===== Given information =====

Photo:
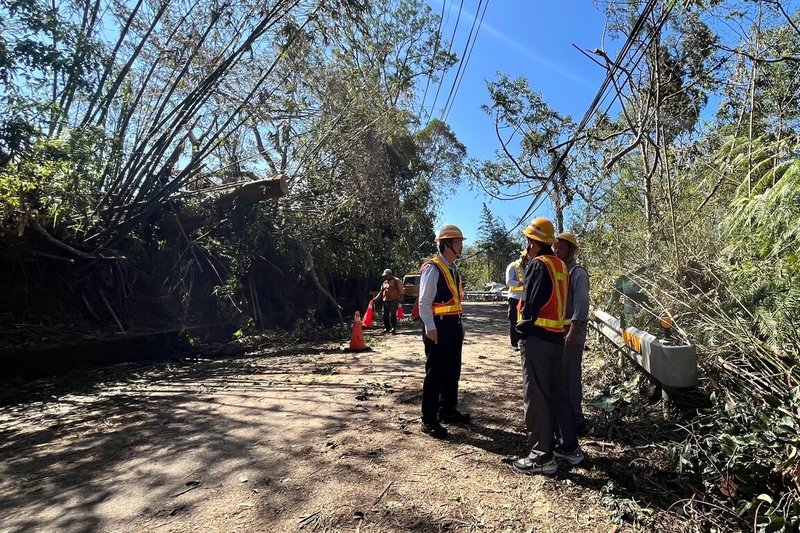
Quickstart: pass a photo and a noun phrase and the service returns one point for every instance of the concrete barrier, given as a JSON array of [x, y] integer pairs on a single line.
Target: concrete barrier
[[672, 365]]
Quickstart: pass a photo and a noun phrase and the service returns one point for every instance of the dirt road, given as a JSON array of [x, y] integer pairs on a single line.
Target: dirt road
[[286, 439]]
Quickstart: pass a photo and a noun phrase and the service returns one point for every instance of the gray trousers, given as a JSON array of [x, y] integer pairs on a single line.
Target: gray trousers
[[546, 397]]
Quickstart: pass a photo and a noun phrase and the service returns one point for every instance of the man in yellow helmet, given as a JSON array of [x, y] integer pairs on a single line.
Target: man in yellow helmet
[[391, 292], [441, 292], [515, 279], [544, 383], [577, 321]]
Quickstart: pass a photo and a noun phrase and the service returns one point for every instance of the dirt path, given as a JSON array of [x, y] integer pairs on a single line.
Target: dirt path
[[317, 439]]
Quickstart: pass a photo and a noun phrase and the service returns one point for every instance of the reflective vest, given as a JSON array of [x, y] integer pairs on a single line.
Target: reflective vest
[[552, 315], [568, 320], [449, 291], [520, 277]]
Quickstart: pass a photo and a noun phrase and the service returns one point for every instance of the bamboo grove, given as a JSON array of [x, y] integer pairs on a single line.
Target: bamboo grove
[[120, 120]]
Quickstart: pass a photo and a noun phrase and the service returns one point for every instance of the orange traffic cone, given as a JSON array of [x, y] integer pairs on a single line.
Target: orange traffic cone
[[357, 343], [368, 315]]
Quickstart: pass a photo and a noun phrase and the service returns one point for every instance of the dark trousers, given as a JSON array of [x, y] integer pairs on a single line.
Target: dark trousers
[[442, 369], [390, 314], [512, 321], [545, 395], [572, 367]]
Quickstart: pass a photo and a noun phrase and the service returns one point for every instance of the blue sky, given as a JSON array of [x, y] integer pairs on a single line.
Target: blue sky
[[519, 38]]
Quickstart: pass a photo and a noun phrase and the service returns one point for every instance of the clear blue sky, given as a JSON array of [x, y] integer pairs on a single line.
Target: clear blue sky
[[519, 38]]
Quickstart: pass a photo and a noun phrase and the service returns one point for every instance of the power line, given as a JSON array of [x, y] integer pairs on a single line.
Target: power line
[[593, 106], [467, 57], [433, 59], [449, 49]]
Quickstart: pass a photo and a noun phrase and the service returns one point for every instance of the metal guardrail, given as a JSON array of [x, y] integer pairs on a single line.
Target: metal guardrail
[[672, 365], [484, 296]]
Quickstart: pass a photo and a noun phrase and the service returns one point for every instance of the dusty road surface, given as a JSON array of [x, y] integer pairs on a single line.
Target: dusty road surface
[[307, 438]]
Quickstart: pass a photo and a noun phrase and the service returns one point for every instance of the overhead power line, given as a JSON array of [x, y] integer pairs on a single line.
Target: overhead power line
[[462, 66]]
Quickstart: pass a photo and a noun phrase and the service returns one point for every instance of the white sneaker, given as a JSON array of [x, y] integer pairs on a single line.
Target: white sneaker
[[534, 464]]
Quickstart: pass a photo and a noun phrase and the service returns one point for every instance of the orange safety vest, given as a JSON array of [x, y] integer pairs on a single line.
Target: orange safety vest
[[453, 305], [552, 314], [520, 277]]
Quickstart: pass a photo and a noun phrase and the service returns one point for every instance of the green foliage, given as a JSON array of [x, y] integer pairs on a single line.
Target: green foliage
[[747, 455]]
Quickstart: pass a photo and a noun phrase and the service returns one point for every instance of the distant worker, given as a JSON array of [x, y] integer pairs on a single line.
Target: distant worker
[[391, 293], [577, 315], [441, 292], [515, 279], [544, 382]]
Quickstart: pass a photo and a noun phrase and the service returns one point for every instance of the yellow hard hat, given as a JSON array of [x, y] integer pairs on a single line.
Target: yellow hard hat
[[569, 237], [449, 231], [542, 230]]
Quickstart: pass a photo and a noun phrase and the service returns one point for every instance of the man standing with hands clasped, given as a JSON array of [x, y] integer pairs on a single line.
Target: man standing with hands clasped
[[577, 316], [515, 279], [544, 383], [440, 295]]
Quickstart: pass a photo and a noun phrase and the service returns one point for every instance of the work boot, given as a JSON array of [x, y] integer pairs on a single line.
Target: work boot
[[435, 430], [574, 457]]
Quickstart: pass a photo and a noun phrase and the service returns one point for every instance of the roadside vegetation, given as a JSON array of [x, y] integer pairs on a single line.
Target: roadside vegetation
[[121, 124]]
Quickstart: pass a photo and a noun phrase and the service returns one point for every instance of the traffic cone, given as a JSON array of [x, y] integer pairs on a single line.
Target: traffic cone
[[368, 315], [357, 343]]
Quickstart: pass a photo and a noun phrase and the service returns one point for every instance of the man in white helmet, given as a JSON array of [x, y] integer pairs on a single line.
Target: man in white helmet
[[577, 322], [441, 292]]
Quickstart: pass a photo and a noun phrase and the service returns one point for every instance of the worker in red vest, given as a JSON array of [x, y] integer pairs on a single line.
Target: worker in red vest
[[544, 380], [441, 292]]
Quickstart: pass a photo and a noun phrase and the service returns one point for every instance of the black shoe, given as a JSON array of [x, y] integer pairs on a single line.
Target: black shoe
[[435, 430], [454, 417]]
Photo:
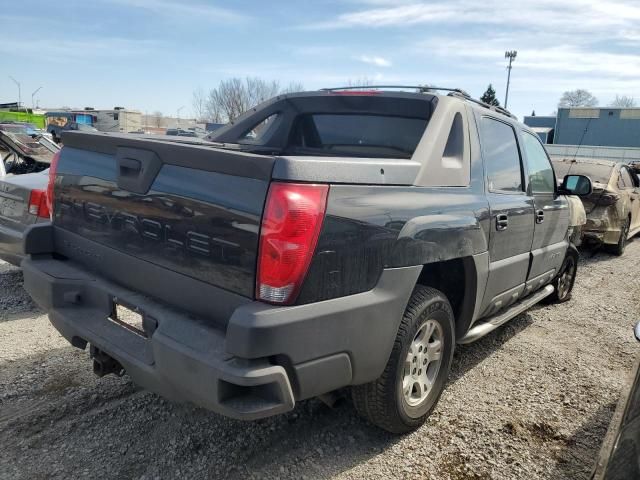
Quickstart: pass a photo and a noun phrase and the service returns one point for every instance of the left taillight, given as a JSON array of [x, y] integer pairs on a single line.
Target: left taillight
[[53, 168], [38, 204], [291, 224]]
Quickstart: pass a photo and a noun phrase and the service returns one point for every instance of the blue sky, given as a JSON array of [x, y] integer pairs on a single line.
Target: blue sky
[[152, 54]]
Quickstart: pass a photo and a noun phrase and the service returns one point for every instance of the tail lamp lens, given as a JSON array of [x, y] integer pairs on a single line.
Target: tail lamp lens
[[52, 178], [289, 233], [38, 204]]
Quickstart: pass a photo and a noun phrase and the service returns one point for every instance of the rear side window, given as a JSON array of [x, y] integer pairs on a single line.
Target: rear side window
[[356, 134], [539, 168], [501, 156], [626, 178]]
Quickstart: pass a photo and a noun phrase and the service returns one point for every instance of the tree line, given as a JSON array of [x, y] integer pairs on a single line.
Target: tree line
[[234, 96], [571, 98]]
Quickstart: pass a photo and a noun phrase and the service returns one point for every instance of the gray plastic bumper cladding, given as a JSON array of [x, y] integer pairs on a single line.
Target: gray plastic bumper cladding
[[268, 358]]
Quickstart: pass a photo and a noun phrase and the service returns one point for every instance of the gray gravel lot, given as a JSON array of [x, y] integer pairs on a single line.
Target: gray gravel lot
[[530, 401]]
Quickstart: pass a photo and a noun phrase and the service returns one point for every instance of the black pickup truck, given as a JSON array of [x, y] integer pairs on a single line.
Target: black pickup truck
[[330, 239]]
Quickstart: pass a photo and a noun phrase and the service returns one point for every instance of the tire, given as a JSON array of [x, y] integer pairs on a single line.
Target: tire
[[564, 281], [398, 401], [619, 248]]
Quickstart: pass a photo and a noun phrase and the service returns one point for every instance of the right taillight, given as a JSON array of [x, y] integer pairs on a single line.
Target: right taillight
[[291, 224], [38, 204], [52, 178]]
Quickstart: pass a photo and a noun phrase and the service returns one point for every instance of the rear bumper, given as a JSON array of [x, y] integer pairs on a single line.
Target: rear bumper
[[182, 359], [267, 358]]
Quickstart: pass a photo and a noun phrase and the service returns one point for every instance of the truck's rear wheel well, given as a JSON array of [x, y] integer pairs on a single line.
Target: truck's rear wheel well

=====

[Task to carry out] Pictures stay out. Everything else in the listing gets printed exactly.

[Task solution]
Photo:
Quickstart: pass a photo and a noun phrase and the service returns one point for every instance of the concrete barrier, given as a JSON array of [x, y] integer pairs on a single line.
Target: concrete barrier
[[672, 365]]
Quickstart: pass a photo and a noun phrase and the service returns one point for every instance of the dirt road, given as a JSON array of [x, y] integer pairs on a single line.
Target: dirt road
[[286, 439]]
Quickstart: pass a photo and a noun phrase and the service returns one point for every instance of the gray trousers, given as a JSON array of [x, y] integer pairs on a single line.
Target: gray trousers
[[546, 397]]
Quickstart: pass a photo and a noun phrase and the service returns one point for every instance of the man in yellow helmet, given as a JSON array of [x, y] integer pairs on a single line.
Target: man in yellow helmet
[[391, 292], [441, 292], [515, 279], [544, 383], [577, 321]]
Quickstart: pass a photo and a noun phrase and the service returns one point for every instance of the dirt path, given as a JSON array of [x, y] integer pairs on a single line.
Target: dirt path
[[317, 439]]
Quickstart: pass a photo and a noun phrase and the service returns one point for every instance of the reflective vest, given as a JSON array of [x, y] integer pairs on a single line.
Target: reflective vest
[[552, 315], [568, 320], [449, 291], [520, 277]]
Quickstart: pass a photo and a noun phrase and the service returns one point for every instance of the bamboo grove, given as a JSON array of [x, y] integer pairs on a single line.
Target: bamboo grove
[[120, 120]]
Quickstart: pass a photo and a noun phrase and the service returns one point for every instance of the orange traffic cone, given as a JSON array of [x, y] integer pairs on a single line.
Target: orange traffic cone
[[357, 343], [368, 315]]
Quickstart: pass a photo and a noun phrase and the service returns one point for every instance of the dark trousers, given as a JSON array of [x, y] integer pairs on a single line.
Target: dark trousers
[[442, 369], [390, 314], [512, 321], [545, 395], [572, 367]]
Quickstart: pass a photo and a noun phrase and the service returns one point for every instance of the blue sky, given as a JSON array of [x, y] integer pairs on a single line.
Target: blue sky
[[519, 38]]
Quickstart: pass a photo and a noun phrase and the service returns one point for every instance of the clear blue sky, given as a JSON array of [x, y] integer pairs on a single line.
Target: clear blue sky
[[519, 38]]
Quickstart: pass a photo and a noun phrase and the service returns one point for every instance of the power line, given as a JSON array of [x, y] integer pairs on a single line.
Target: power line
[[593, 106], [467, 57], [433, 59], [449, 49]]
Quickstart: pass a photo and a noun phrase and the service returns one point for every instance of the metal guardrail, given as a JSON array of [x, y] integer pairs on a single line.
Target: metal guardrail
[[672, 365], [484, 296]]
Quickstart: pass a photo and a noun phrase and the service returns one point for every instance of the dusty road surface, given as a JSON array of [x, y] integer pairs on a single line.
Target: dusty road surface
[[307, 438]]
Quickstart: pass a photo and a noun phrase and the service returns one point for every instance of the overhead power line, given as a JSON array of [x, y] integer pairs on a single line.
Target: overhead power line
[[462, 66]]
Quickstart: pass a photo and a noun phrase and the service returns one point for every instance of the white sneaker, given as a JSON array of [x, y] integer pairs on a single line.
Target: white sneaker
[[534, 464]]
Quickstart: pass a photo and a noun phrase and the service returns one point for every instance of the orange safety vest, given as a JSON array of [x, y] integer pairs on a single line.
Target: orange safety vest
[[453, 305], [552, 314], [520, 277]]
Quickstart: pass a photo and a noun phrase and the service returns one point for every instance of the green foliage, given as a JSON array of [x, y] integer pairs on a single line.
Target: green foliage
[[747, 455]]
Quickstart: pass a photo and a noun phrase and the service returns one point for every instance of the distant worker, given as a JSON array of [x, y] integer pairs on a single line.
Target: distant worker
[[391, 293], [577, 315], [441, 292], [515, 279], [544, 382]]
Quickstart: pass a photo and a noun phrase and the service returns one point for every instance of the yellow hard hat, given as a JSON array of [x, y] integer pairs on a single line.
Target: yellow hard hat
[[569, 237], [449, 231], [542, 230]]
Quickstart: pass a photo and a noun phrase and the service returns one point for every instance of the man standing with hands clasped, given as a JSON array of [x, y] integer pairs on a single line.
Target: man standing with hands clasped
[[577, 316], [515, 279], [544, 383], [440, 295]]
Quickstart: pass a photo and a noun phrase and the service returns one point for every instance of the work boot, given as a JSON array of [x, y] integer pairs on a single line.
Target: work boot
[[435, 430], [574, 457]]
Quickstart: pass a photo and a noun phrase and the service returns one point for every instance of the roadside vegetation, given as a JSON array of [x, y] integer pairs on a single line.
Target: roadside vegetation
[[121, 124]]
Quickstart: pass a photo and a noun phrase and the service returns one point for every instance of the traffic cone, given as a JSON array of [x, y] integer pairs on a single line.
Target: traffic cone
[[368, 315], [357, 343]]
Quickstart: pass a photo and a noun phrase and the service returns one point for every instance of the man in white helmet, given as a JSON array of [x, y] integer pairs on a single line.
Target: man in white helmet
[[577, 322], [441, 292]]
Quickstart: pass a photo and a noun phrase and the service returns one point for every instance of the worker in red vest, given as a JSON array of [x, y] integer pairs on a single line.
Target: worker in red vest
[[544, 380], [441, 292]]
Quickstart: pass a photo and a noun phrase and the service returns one point for every instance of the black shoe, given as a JSON array of [x, y] integer pairs on a single line.
Target: black shoe
[[435, 430], [454, 417]]
Photo:
Quickstart: pass a photo and a noun phrase and the service returns one point for every instance of the left taillight, given as a JSON array of [x, y] integer pairs on a single line.
Target: left taillight
[[53, 168], [38, 204], [291, 224]]
Quickstart: pass a photo and a noun phrase and the service returns one point for every instance of the blue sky, given as a JSON array of [x, y] integer pairs on a single line.
Target: blue sky
[[152, 54]]
Quickstart: pass a photo and a noun phrase and the service returns one point for every instance of the tail lamp lens, given as a JSON array of [x, y] integer pairs on a single line.
Target: tail lamp lens
[[52, 178], [289, 233], [38, 204]]
Quickstart: pass a photo and a noun phrase and the service returns one point for every instance of the rear side window, given as a JSON array of [x, y] integer pairs on a single line.
Target: rear side window
[[356, 134], [539, 168], [501, 156], [626, 178]]
Quickstart: pass a photo and a noun phrase and the service returns one point for every instance of the tree line, given as a JSON array of [x, y] integer pairs on a single line.
Target: tree line
[[234, 96], [571, 98]]
Quickstart: pass a photo and a noun phrase and the service returns one point for every instance of the gray plastic bumper cladding, given as a JSON array of [x, y] integer pairs on a single line.
Target: gray plastic bumper cladding
[[268, 358]]
Quickstart: pass a photo and a noun phrase and the service returns one point for every instance of the gray gravel lot, given as a JSON array of [x, y] integer pairs on a single line.
Target: gray gravel lot
[[530, 401]]
Quickstart: pass a photo and a noun phrase and the service returns one point for every instance of the black pickup truck, given as a JSON array of [x, y] integer pairs on a single line.
Target: black pickup truck
[[330, 239]]
Quickstart: pass a photo and a noun phrase and the service returns one point for every instance of the tire, given as a JSON array of [x, y] integer pairs on a single line.
Target: tire
[[564, 281], [398, 401], [619, 248]]
Quickstart: pass a photo and a noun phrase and the service returns one point for every instance of the right taillight, given as a JSON array of [x, y] integer pairs on a single line.
Target: right taillight
[[291, 224], [38, 204], [52, 178]]
Quickstart: pass a photo and a noun phrase and the service returns one point for every instance of the rear bumper, given as a JSON array of [x, y] integer pairs on a single line.
Target: rear bumper
[[182, 359], [267, 358]]
Quickstart: pass a photo and a noun phrase and the service returns one point for every instance of the truck's rear wheel well, given as a JSON array of [x, y] integer pairs on a single line.
Target: truck's rear wheel well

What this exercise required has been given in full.